§ TRY IT
Work out how many lines of the data contain "instance" and reply with that number alone.

§ DATA SECTION
<<<<

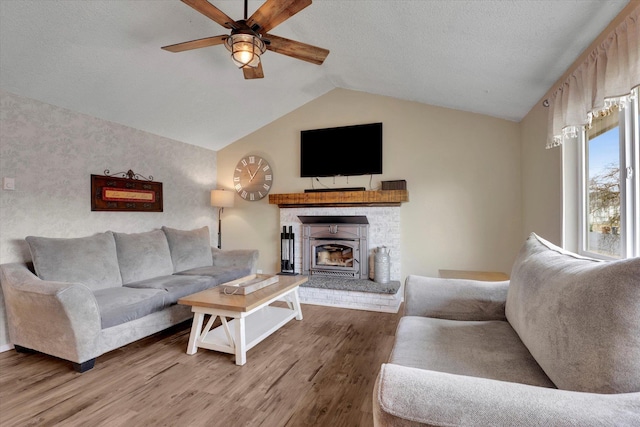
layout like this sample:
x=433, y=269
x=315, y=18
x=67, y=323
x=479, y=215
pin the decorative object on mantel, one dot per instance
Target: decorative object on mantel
x=399, y=184
x=249, y=37
x=340, y=198
x=221, y=199
x=125, y=191
x=287, y=251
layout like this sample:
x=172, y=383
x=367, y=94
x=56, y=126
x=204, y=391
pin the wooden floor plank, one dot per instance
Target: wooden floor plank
x=315, y=372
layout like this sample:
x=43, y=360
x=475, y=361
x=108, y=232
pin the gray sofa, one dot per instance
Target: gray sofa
x=557, y=345
x=91, y=295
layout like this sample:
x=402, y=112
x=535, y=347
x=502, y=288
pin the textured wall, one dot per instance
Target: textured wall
x=51, y=152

>>>>

§ COMPLETED EXERCISE
4